— EXERCISE —
Reproduce verbatim every line of the records from the line containing "task | place one marker on every instance of the green" to the line containing "[(19, 70), (99, 62)]", including both of those lines.

— SOURCE DATA —

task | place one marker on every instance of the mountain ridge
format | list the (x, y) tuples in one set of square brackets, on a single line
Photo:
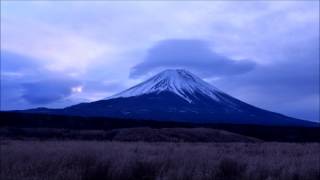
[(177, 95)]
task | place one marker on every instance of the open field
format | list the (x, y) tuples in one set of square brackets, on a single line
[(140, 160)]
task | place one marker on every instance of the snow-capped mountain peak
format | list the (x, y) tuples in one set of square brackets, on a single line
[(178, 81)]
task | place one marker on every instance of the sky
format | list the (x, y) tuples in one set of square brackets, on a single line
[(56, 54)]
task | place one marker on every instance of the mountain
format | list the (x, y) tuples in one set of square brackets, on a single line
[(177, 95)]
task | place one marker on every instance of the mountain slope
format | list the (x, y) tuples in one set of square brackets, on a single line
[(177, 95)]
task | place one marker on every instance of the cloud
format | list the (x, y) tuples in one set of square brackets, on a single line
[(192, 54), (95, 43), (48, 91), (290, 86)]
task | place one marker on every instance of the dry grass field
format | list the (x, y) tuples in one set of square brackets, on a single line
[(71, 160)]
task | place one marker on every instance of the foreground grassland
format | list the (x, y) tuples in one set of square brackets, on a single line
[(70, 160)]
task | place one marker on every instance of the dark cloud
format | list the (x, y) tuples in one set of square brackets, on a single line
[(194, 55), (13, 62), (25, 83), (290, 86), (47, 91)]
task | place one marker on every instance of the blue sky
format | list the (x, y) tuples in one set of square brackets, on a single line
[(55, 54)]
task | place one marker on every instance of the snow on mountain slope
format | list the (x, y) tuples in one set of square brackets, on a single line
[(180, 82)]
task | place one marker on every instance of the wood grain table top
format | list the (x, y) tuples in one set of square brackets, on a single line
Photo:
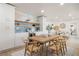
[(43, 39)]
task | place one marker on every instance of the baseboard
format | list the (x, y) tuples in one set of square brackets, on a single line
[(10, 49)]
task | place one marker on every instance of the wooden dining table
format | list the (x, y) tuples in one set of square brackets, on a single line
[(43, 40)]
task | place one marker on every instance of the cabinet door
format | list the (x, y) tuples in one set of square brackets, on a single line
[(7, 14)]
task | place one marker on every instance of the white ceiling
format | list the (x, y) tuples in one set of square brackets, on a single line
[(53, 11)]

--

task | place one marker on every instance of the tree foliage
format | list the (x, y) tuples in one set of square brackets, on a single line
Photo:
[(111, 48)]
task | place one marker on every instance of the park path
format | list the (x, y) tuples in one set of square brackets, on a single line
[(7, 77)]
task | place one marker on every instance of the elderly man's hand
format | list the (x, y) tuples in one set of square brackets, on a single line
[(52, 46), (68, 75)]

* * *

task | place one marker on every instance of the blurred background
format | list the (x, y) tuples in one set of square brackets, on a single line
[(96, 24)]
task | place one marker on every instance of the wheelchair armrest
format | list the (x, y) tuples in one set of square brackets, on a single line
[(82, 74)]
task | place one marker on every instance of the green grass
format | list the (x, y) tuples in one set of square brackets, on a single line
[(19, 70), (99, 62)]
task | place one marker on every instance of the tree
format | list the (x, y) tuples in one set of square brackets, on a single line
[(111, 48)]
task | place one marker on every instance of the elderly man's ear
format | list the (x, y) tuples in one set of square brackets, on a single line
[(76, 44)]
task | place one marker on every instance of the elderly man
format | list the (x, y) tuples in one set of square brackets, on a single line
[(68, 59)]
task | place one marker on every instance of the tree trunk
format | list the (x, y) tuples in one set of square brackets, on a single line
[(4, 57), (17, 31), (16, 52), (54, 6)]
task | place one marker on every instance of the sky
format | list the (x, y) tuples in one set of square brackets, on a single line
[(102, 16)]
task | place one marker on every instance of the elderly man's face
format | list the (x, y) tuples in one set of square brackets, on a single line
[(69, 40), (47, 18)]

— EXERCISE RESPONSE —
task | place one marker on every instance of the green grass
format | list the (x, y) tuples in one set of square brackets, on a single line
[(19, 70), (99, 62)]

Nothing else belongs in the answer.